**GIVEN PROBLEM 1**.
In the notebook excerpt, condense the paragraph that begins "There is not much preprocessing" into a short bulleted list that keeps its main facts.
**GIVEN PROBLEM 2**.
Reproduce the part of the notebook excerpt starting at "this table maps" and ending at "than thier counts.".

**TEXT EXCERPT**.
- - - - -

Shape of town_state: (790, 3)
Number of towns: 260
Number of states: 33
Number of agencies: 790
Max agency id: 25769

Out[10]:

	Agencia_ID	Town	State
0	1110	2008 AG. LAGO FILT	MÉXICO, D.F.
1	1111	2002 AG. AZCAPOTZALCO	MÉXICO, D.F.
2	1112	2004 AG. CUAUTITLAN	ESTADO DE MÉXICO
3	1113	2008 AG. LAGO FILT	MÉXICO, D.F.
4	1114	2029 AG.IZTAPALAPA 2	MÉXICO, D.F.

Observations:

this table maps Agencies to towns and states
there are 790 agencies serving 260 towns in 33 states
agency ods are not sequential

Data Preprocessing¶

There is not much preprocessing to be done since the data is pretty clean and well structured. However, there is one thing that be done with regards to the id fields. We oberved that none of the ids are sequential. Their range is much larger than thier counts.

Label-Encoding will make them sequential and will also be helpful in one-hot-encoding them later.

Encode Product ID

In [11]:

products['Product_ID_enc'] = LabelEncoder().fit_transform(products.Producto_ID)
train_data = train_data.merge(products[['Producto_ID', 'Product_ID_enc']], how='left',
                              left_on = 'Product_id', right_on = 'Producto_ID')
train_data.drop(['Producto_ID', 'Product_id'], axis = 1, inplace = True)

test_data = test_data.merge(products[['Producto_ID', 'Product_ID_enc']], how='left',
                              left_on = 'Product_id', right_on = 'Producto_ID')
test_data.drop(['Producto_ID', 'Product_id'], axis = 1, inplace = True)

Encode Depot ID

In [12]:

town_state['Agency_id_enc'] = LabelEncoder().fit_transform(town_state.Agencia_ID)
train_data = train_data.merge(town_state[['Agencia_ID', 'Agency_id_enc']], how='left',
                              left_on = 'Depot_id', right_on = 'Agencia_ID')
train_data.drop(['Agencia_ID', 'Depot_id'], axis = 1, inplace = True)

test_data = test_data.merge(town_state[['Agencia_ID', 'Agency_id_enc']], how='left',
                              left_on = 'Depot_id', right_on = 'Agencia_ID')
test_data.drop(['Agencia_ID', 'Depot_id'], axis = 1, inplace = True)

Encode Client ID

In [13]:

clients['Client_id_enc'] = LabelEncoder().fit_transform(clients.Cliente_ID)
train_data = train_data.merge(clients[['Cliente_ID', 'Client_id_enc']], how='left',
                              left_on = 'Client_id', right_on = 'Cliente_ID')
train_data.drop(['Cliente_ID', 'Client_id'], axis = 1, inplace = True)

test_data = test_data.merge(clients[['Cliente_ID', 'Client_id_enc']], how='left',
                              left_on = 'Client_id', right_on = 'Cliente_ID')

- - - - -

**GIVEN INFORMATION**.

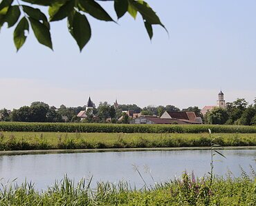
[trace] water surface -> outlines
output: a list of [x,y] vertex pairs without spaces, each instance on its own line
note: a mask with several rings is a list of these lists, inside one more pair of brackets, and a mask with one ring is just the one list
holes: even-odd
[[[215,174],[226,175],[230,170],[239,176],[241,167],[250,173],[255,169],[256,150],[221,151],[226,157],[214,156]],[[61,180],[66,174],[78,181],[92,175],[93,186],[97,181],[118,182],[125,180],[131,185],[143,186],[143,181],[135,172],[136,165],[148,184],[154,184],[149,172],[156,182],[179,177],[185,170],[202,176],[210,170],[210,150],[144,151],[73,154],[26,154],[0,156],[0,178],[6,182],[17,178],[35,183],[37,189],[45,189]]]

- - - - -

**TASK SOLUTION 1**.
- The data is clean and well structured, so little preprocessing is needed.
- One step still applies to the id fields.
- None of the ids are sequential, and their range is much larger than their counts.

**TASK SOLUTION 2**.
this table maps Agencies to towns and states
there are 790 agencies serving 260 towns in 33 states
agency ods are not sequential

Data Preprocessing¶

There is not much preprocessing to be done since the data is pretty clean and well structured. However, there is one thing that be done with regards to the id fields. We oberved that none of the ids are sequential. Their range is much larger than thier counts.